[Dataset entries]
——————————

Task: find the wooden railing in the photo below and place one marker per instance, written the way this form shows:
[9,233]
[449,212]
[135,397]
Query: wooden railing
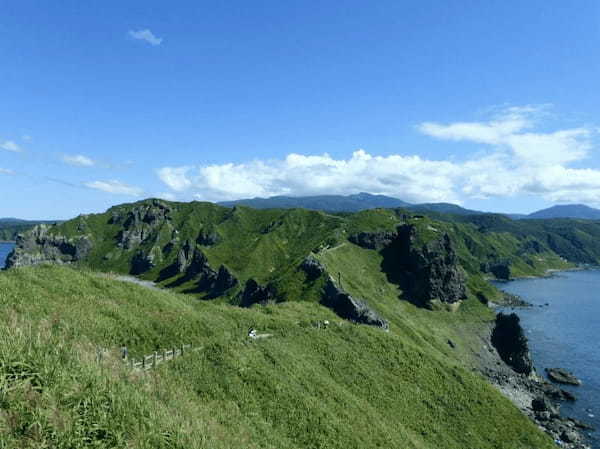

——————————

◆ EXERCISE ◆
Write down every line of the data above that includes the string "wooden".

◆ TASK OUTPUT ◆
Task: find the wooden railing in the photo below and place one marker per instance, written the way this form shows:
Query: wooden railing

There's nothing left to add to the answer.